- Task instructions
Reproduce the records. Keep every word exact and include no images.

-- Data for processing start --

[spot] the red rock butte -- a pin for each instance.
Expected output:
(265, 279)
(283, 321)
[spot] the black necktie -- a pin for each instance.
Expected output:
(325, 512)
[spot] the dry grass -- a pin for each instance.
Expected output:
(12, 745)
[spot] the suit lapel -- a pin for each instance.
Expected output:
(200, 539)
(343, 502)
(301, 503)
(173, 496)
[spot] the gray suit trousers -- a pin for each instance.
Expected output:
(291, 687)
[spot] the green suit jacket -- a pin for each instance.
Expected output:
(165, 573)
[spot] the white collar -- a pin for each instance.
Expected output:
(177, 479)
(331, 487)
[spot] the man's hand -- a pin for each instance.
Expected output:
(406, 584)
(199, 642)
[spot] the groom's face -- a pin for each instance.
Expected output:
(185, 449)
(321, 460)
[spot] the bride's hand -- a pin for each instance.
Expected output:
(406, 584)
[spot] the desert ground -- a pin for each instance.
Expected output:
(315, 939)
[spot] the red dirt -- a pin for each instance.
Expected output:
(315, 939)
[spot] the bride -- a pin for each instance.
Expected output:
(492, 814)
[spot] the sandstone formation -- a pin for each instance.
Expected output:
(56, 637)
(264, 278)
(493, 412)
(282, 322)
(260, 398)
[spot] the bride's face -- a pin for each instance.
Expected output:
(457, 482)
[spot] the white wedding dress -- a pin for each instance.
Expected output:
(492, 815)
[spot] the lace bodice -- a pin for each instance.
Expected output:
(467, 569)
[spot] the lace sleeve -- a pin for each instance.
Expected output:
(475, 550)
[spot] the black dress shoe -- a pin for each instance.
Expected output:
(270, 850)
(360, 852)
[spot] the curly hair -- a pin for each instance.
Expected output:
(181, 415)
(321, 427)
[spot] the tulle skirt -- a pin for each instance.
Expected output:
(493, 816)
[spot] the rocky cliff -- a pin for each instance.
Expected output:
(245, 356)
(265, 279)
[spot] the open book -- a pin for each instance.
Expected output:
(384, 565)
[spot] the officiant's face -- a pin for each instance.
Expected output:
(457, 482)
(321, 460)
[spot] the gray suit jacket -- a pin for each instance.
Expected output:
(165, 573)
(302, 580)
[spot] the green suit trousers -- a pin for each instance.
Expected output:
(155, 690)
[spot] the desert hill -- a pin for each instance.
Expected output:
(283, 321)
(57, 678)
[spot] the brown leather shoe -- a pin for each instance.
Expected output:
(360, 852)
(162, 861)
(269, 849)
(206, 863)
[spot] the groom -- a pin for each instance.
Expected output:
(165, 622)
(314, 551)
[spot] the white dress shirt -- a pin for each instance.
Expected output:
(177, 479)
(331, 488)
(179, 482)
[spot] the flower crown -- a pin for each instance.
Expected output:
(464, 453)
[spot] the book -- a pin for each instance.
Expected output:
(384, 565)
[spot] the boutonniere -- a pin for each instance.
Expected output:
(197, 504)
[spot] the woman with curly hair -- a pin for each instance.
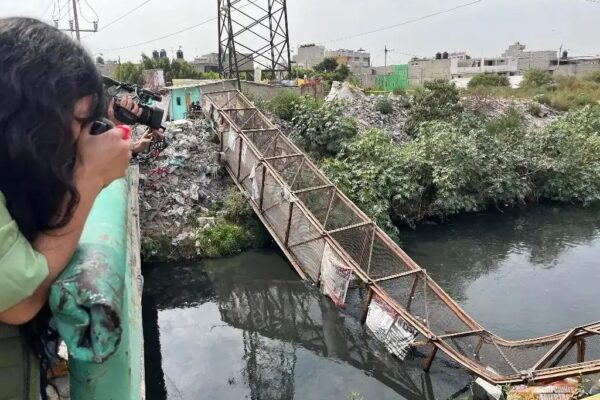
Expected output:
(51, 167)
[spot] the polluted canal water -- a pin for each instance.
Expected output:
(248, 328)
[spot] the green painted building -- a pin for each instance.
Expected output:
(397, 79)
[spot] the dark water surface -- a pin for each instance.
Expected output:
(248, 328)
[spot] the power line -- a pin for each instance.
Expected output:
(174, 33)
(121, 17)
(410, 21)
(47, 8)
(161, 37)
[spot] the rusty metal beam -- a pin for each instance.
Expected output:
(555, 349)
(312, 189)
(396, 276)
(283, 156)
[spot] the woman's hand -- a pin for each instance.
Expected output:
(103, 157)
(142, 143)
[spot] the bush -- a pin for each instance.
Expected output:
(385, 106)
(489, 80)
(438, 100)
(594, 77)
(367, 171)
(536, 78)
(566, 155)
(469, 165)
(542, 99)
(321, 128)
(534, 109)
(283, 105)
(222, 239)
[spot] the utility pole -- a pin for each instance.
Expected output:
(385, 52)
(75, 28)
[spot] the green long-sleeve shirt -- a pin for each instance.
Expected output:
(22, 269)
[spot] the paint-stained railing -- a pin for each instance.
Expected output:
(333, 244)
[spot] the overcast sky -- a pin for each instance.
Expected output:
(485, 28)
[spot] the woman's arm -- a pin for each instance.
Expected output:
(57, 247)
(104, 158)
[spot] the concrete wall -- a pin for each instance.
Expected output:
(420, 71)
(181, 98)
(266, 92)
(458, 70)
(537, 60)
(579, 69)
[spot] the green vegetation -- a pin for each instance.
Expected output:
(229, 229)
(176, 69)
(385, 106)
(460, 162)
(129, 72)
(594, 77)
(436, 100)
(489, 80)
(283, 105)
(321, 128)
(399, 92)
(536, 78)
(534, 109)
(368, 171)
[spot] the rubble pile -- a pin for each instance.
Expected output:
(364, 109)
(495, 108)
(182, 183)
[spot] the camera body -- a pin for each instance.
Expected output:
(151, 116)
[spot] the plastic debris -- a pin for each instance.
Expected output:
(182, 182)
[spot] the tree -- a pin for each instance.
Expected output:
(176, 69)
(536, 78)
(438, 101)
(129, 72)
(341, 73)
(329, 64)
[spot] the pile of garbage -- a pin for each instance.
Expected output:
(364, 109)
(184, 181)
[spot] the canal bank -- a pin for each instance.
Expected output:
(247, 326)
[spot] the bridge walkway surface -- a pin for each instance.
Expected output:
(333, 244)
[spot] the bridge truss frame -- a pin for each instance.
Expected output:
(333, 244)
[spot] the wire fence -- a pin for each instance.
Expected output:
(332, 243)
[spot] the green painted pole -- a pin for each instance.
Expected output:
(96, 301)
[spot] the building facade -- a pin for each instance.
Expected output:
(424, 70)
(354, 59)
(309, 55)
(578, 66)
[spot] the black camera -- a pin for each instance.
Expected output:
(151, 116)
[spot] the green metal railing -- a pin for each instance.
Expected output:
(97, 300)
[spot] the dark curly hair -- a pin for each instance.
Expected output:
(43, 73)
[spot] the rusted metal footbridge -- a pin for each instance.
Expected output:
(333, 244)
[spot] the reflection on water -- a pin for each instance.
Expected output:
(247, 327)
(520, 274)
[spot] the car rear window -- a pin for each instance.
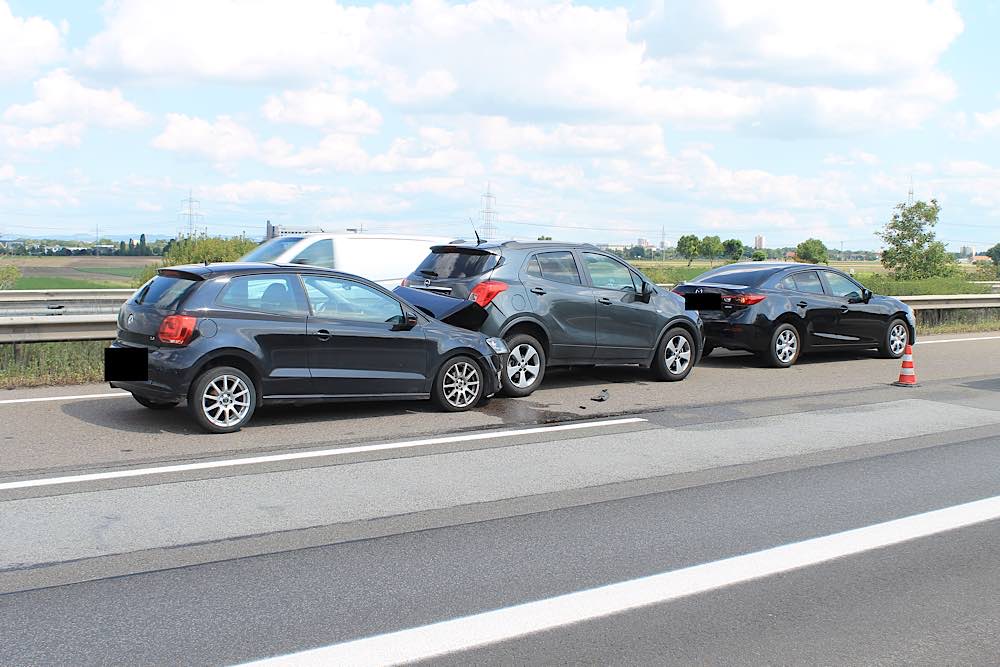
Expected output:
(750, 277)
(271, 250)
(449, 262)
(164, 292)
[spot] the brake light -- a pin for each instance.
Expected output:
(486, 291)
(743, 299)
(177, 329)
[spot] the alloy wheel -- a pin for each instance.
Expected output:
(461, 384)
(523, 366)
(226, 401)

-- Data for processing end --

- The response
[spot] the red rock butte -- a pin for each instance.
Expected output:
(265, 279)
(283, 321)
[spot] the black necktie -- a pin for each instance.
Expected output:
(325, 512)
[spot] the dry grass -- a pin for each instance.
Expected output:
(12, 745)
[spot] the suit lapel -- a pin for each instance.
Expected output:
(200, 539)
(343, 502)
(301, 503)
(173, 496)
[spot] the gray suit trousers -- a pin for each instance.
Expected output:
(291, 687)
[spot] the green suit jacket -- a pin for each instance.
Expected output:
(165, 573)
[spot] the white collar -- a pin for each instance.
Expected output:
(177, 479)
(331, 487)
[spot] the man's hand -- a pin for each instance.
Expected output:
(406, 584)
(199, 642)
[spot] the groom's face -- a pin for each instance.
Expected output:
(185, 449)
(321, 460)
[spot] the bride's hand -- a pin for each instance.
Expected output:
(406, 584)
[spot] the desert ground -- a pin for each instance.
Expected output:
(315, 939)
[spot] the red dirt -- a pin for each instance.
Expected output:
(315, 939)
[spot] the bride -- a pin for each instance.
Expected output:
(492, 814)
[spot] the sandstone formation -- a pin for each instance.
Expected output:
(56, 637)
(264, 278)
(493, 412)
(282, 322)
(260, 398)
[spot] the bride's face -- a pin for each instance.
Expected output:
(457, 482)
[spot] the white wedding dress -- a pin for each instance.
Expected output:
(492, 815)
[spot] the lace bodice -- a pin for each instance.
Expected output:
(467, 569)
[spot] the lace sleeve -- a pin for each instance.
Expected output:
(475, 550)
[spot] the black dress shoe -- a pin for each instance.
Expected output:
(270, 850)
(360, 852)
[spot] the curly hair -- a pin for each instance.
Expected output:
(181, 415)
(321, 427)
[spot] the tulle skirt -- a pin for each instance.
Expected output:
(493, 816)
[spot] the rocky cliff -- a pin for each instance.
Expected output:
(245, 356)
(265, 279)
[spot] the open book -- a pin for each instance.
Expected output:
(384, 565)
[spot] the officiant's face -- a pin for each instance.
Expected output:
(457, 482)
(321, 460)
[spot] the gray suit jacket -- a pin for each instance.
Expected output:
(165, 573)
(302, 580)
[spot] the green suit trousers -- a pin for each instance.
Expected output:
(155, 690)
[spot] the desert hill -- a pin for each instance.
Expected output:
(283, 321)
(57, 678)
[spot] the brown leather shoe -- a pin for each instance.
Expected output:
(360, 852)
(162, 861)
(269, 849)
(206, 863)
[spot] the groom -- a pin for each instance.
Expected output:
(165, 622)
(314, 551)
[spot] the white dress shirt -- a pin for each instance.
Expected output:
(177, 479)
(331, 488)
(179, 482)
[spot] the flower crown -- a pin for each instance.
Expected output:
(464, 453)
[spot] the book -- a pin for each instance.
Expected output:
(384, 565)
[spot] the boutonniere -- a pin for each instance.
Expected output:
(197, 504)
[spot] the woman with curly hair -- a pin for each instance.
Expected output:
(51, 167)
[spot] the polluted canal water -- a pin for each instance.
Expected output:
(248, 328)
[spot] the green painted building -- a pin for each instance.
Expected output:
(397, 79)
[spot] the dark water surface -- a pin for each instance.
Expected output:
(248, 328)
[spot] the power line -- a pin for each instance.
Expected output:
(174, 33)
(121, 17)
(410, 21)
(47, 8)
(161, 37)
[spot] the rusty metal beam -- a pin for each instance.
Expected output:
(555, 349)
(312, 189)
(396, 276)
(283, 156)
[spot] the woman's hand -- a pin for each instance.
Expected output:
(103, 157)
(142, 143)
[spot] the bush -- a pin for each instance.
Expected output:
(385, 106)
(489, 80)
(438, 100)
(594, 77)
(367, 171)
(536, 78)
(566, 155)
(469, 165)
(542, 99)
(321, 128)
(534, 109)
(283, 105)
(222, 239)
[spot] the utility pole -- a pin for each instance.
Expected output:
(385, 52)
(75, 28)
[spot] the green long-sleeve shirt -- a pin for each instance.
Expected output:
(22, 269)
[spot] the paint-stained railing -- a pin for each instance.
Expected output:
(333, 244)
[spot] the overcast sky -- a pin for each instance.
Expected output:
(485, 28)
[spot] the woman's arm -- a pin for each instance.
Expected output:
(57, 247)
(104, 158)
[spot] the concrete wall -- a pin for each instance.
Expected output:
(420, 71)
(181, 98)
(266, 92)
(458, 70)
(537, 60)
(579, 69)
[spot] the green vegetation -- a pin for each instance.
Expected output:
(229, 229)
(176, 69)
(385, 106)
(460, 162)
(129, 72)
(594, 77)
(436, 100)
(489, 80)
(283, 105)
(321, 128)
(399, 92)
(536, 78)
(534, 109)
(368, 171)
[spot] the rubble pile -- a pin for each instance.
Expected output:
(364, 109)
(495, 108)
(182, 183)
[spot] the camera body -- a pin for each instance.
Expected output:
(151, 116)
[spot] the plastic debris -- a pin for each instance.
Expected output:
(182, 182)
[spot] the tree -- a pin for each instance.
Expected output:
(176, 69)
(536, 78)
(438, 101)
(129, 72)
(341, 73)
(329, 64)
[spot] the pile of garbage -- a pin for each instance.
Expected output:
(364, 109)
(184, 181)
[spot] the canal bank -- a pin for each instance.
Expected output:
(247, 326)
[spot] the bridge walkway surface -- a pin for each instance.
Expected output:
(333, 244)
[spot] the bridge truss frame -- a pin for each instance.
Expected output:
(333, 244)
[spot] the wire fence -- a pin for each instance.
Expected output:
(332, 243)
[spot] the green painted pole -- a pin for each instance.
Expected output:
(96, 301)
[spot] the building facade -- a pin for each instance.
Expected output:
(424, 70)
(354, 59)
(309, 55)
(578, 66)
[spot] the black camera -- a pin for each instance.
Expected output:
(151, 116)
[spot] the green metal railing -- a pin for each instance.
Expected output:
(97, 300)
[spot] the dark curly hair -- a pin for each instance.
Expected output:
(43, 73)
[spot] the rusted metal footbridge -- a pin for each instance.
Expected output:
(333, 244)
[spot] the reflection on water -- a pin for each instance.
Expected output:
(247, 327)
(520, 274)
[spot] the car rear window -- a pin for each instance.
Expected output:
(750, 277)
(271, 250)
(449, 262)
(164, 292)
[spot] the brake light -- a pin for each instance.
Expected output:
(486, 291)
(743, 299)
(177, 329)
[spot] the alloy wheel -- a pin for each instance.
Expected output:
(461, 384)
(523, 366)
(226, 401)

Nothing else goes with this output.